DESCRIPTION OF THE TASK — The answer is to be an exact copy of the lines below running from the line with "box: [293, 156, 301, 187]" down to the line with "66L227 76L230 132L240", both ends included, and nothing more.

··· RECORDS SUPPLIED ···

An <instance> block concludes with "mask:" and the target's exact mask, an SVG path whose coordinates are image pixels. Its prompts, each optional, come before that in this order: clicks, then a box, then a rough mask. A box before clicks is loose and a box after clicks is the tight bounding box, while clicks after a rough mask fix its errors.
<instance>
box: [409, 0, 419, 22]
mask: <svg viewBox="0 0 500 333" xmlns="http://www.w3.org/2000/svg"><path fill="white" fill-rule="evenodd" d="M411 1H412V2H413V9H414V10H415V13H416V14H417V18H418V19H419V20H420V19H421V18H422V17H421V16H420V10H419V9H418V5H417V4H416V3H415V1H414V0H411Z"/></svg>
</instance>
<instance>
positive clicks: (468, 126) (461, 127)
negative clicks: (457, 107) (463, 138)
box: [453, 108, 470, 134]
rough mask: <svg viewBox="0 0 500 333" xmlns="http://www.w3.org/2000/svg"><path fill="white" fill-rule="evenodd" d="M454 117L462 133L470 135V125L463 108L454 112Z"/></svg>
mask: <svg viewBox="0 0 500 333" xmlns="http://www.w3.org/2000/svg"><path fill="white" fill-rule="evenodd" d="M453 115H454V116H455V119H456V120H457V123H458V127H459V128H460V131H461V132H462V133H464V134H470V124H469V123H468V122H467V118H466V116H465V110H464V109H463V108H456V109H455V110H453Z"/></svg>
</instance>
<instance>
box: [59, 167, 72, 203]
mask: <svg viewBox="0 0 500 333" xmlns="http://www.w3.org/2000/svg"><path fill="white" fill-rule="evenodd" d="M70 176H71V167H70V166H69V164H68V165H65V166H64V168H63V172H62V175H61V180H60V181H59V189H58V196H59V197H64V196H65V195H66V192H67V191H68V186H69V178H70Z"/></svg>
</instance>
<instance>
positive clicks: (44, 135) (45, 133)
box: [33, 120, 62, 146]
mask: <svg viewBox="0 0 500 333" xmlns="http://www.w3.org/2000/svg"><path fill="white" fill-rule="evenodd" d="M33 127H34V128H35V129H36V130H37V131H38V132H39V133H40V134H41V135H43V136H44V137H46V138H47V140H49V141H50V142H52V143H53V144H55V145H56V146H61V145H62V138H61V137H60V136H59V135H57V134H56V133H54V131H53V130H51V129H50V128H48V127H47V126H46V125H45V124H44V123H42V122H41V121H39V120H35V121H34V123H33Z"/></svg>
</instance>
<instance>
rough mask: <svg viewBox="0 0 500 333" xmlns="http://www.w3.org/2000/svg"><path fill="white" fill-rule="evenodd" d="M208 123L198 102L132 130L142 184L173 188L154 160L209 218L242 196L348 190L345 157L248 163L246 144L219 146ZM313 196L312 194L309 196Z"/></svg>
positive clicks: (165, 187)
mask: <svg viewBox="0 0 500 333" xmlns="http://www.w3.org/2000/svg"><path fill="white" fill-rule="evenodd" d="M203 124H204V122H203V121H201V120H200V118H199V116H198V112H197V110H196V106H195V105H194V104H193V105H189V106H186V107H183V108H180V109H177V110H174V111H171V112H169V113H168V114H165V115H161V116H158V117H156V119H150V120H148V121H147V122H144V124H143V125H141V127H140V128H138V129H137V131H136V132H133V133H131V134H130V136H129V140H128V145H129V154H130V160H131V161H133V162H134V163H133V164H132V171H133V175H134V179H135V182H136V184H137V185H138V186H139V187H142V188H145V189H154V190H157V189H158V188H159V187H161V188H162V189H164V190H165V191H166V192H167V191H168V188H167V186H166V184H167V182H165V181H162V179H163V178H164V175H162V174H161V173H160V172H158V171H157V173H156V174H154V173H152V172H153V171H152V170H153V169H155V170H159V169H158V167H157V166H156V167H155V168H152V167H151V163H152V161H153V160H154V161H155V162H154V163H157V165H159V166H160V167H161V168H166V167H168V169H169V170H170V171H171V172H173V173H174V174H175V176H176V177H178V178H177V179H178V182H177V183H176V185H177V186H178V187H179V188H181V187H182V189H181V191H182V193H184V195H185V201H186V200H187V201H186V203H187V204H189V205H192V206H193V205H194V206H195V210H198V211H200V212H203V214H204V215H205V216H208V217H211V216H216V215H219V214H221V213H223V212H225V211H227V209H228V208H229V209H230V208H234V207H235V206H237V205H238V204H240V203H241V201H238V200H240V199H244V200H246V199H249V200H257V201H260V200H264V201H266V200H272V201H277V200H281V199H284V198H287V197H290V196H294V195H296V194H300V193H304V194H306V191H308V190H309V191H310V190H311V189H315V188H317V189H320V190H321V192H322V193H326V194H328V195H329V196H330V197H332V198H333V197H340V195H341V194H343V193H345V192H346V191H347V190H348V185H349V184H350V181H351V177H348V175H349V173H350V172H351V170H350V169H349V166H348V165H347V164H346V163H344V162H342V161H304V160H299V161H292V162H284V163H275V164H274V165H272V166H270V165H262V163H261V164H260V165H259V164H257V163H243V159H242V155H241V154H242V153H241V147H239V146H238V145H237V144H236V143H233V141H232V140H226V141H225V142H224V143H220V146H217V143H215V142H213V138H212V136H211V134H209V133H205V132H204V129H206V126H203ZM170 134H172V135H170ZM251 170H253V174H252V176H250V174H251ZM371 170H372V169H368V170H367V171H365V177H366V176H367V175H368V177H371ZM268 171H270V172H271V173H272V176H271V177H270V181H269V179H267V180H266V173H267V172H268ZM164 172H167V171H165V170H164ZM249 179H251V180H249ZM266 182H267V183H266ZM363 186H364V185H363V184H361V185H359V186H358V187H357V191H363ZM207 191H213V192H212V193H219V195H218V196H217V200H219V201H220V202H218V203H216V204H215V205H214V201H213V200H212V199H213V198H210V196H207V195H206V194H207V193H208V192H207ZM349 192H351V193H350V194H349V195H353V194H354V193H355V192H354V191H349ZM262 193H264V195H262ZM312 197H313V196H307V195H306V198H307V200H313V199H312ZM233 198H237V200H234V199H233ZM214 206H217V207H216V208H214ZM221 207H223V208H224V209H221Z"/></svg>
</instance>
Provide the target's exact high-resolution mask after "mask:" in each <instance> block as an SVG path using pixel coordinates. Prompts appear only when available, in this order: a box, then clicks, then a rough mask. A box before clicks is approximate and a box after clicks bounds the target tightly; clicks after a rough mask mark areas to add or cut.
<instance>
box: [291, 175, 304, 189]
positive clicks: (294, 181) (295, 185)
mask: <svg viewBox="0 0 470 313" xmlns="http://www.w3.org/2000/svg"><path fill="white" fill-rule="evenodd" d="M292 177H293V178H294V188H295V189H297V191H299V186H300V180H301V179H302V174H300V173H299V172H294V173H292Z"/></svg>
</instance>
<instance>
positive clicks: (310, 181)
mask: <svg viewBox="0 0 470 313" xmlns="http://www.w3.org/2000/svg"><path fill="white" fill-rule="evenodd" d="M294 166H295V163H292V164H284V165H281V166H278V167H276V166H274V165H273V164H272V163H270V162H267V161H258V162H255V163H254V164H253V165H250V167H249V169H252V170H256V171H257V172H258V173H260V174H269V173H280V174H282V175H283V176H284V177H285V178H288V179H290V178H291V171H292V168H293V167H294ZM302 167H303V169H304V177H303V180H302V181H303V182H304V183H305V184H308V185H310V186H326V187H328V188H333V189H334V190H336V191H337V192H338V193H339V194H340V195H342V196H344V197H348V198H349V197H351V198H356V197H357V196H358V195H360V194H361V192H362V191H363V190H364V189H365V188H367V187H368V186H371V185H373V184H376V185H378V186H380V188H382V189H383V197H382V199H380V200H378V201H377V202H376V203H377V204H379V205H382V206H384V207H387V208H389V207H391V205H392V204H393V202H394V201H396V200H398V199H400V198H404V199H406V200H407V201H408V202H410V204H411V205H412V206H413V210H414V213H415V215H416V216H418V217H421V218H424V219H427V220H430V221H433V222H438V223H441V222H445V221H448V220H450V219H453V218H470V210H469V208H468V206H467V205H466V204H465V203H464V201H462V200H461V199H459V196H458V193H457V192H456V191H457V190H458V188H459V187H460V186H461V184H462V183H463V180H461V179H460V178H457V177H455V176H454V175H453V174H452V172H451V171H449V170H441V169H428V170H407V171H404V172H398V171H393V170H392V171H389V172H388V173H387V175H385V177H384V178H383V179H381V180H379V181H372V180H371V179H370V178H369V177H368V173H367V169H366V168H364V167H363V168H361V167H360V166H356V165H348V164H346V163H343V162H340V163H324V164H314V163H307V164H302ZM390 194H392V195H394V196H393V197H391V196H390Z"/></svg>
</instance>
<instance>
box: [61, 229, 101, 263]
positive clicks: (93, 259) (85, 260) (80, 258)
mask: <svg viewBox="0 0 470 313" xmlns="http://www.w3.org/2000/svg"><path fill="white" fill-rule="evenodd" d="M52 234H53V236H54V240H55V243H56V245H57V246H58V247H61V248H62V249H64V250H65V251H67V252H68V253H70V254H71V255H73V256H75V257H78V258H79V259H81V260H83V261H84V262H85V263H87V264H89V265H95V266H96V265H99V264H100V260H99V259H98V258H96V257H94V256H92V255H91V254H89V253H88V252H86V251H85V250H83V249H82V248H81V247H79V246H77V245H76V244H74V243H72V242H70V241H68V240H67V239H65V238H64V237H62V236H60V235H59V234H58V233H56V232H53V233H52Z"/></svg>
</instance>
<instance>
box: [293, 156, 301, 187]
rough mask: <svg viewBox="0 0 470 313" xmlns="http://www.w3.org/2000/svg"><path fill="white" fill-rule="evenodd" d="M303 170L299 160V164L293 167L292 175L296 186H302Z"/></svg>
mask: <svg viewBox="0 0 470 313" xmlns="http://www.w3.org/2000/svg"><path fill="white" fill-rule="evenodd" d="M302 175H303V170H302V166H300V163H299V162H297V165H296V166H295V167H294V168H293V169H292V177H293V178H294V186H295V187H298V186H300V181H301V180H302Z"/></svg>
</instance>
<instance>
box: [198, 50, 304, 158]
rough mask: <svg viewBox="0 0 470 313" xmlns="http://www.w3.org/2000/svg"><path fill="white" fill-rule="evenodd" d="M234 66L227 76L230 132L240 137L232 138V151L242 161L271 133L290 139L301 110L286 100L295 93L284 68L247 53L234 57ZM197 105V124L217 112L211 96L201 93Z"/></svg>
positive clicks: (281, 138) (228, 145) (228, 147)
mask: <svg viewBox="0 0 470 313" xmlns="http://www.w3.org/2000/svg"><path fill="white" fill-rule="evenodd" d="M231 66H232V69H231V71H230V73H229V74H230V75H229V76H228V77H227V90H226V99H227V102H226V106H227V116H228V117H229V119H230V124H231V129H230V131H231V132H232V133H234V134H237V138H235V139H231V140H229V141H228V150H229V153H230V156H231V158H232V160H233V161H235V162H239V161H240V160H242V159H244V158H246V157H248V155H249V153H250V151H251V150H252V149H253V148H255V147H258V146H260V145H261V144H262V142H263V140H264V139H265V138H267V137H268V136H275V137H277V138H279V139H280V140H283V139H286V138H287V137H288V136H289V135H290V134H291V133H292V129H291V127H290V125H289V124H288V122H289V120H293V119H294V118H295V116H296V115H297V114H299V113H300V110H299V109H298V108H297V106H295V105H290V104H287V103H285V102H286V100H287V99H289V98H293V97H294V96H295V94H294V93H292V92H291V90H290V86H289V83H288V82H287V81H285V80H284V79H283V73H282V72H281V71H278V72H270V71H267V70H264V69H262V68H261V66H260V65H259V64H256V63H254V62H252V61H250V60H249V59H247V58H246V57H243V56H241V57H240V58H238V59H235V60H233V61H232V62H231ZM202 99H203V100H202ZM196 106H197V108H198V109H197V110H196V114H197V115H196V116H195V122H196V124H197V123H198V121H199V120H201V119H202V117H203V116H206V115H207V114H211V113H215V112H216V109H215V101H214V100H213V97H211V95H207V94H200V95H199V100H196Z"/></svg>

···

RESPONSE TO THE TASK —
box: [293, 156, 301, 187]
rough mask: <svg viewBox="0 0 470 313" xmlns="http://www.w3.org/2000/svg"><path fill="white" fill-rule="evenodd" d="M303 170L299 160V164L293 167L292 175L296 186H302Z"/></svg>
mask: <svg viewBox="0 0 470 313" xmlns="http://www.w3.org/2000/svg"><path fill="white" fill-rule="evenodd" d="M302 175H303V170H302V166H300V163H299V162H297V165H296V166H295V167H294V168H293V169H292V177H293V178H294V186H295V187H298V186H300V181H301V180H302Z"/></svg>
</instance>
<instance>
box: [198, 50, 304, 158]
rough mask: <svg viewBox="0 0 470 313" xmlns="http://www.w3.org/2000/svg"><path fill="white" fill-rule="evenodd" d="M234 66L227 76L230 132L240 137L232 138V151L242 161L271 133L290 139L301 110L286 100L295 93L284 68L247 53L234 57ZM197 105V124L217 112L211 96L201 93Z"/></svg>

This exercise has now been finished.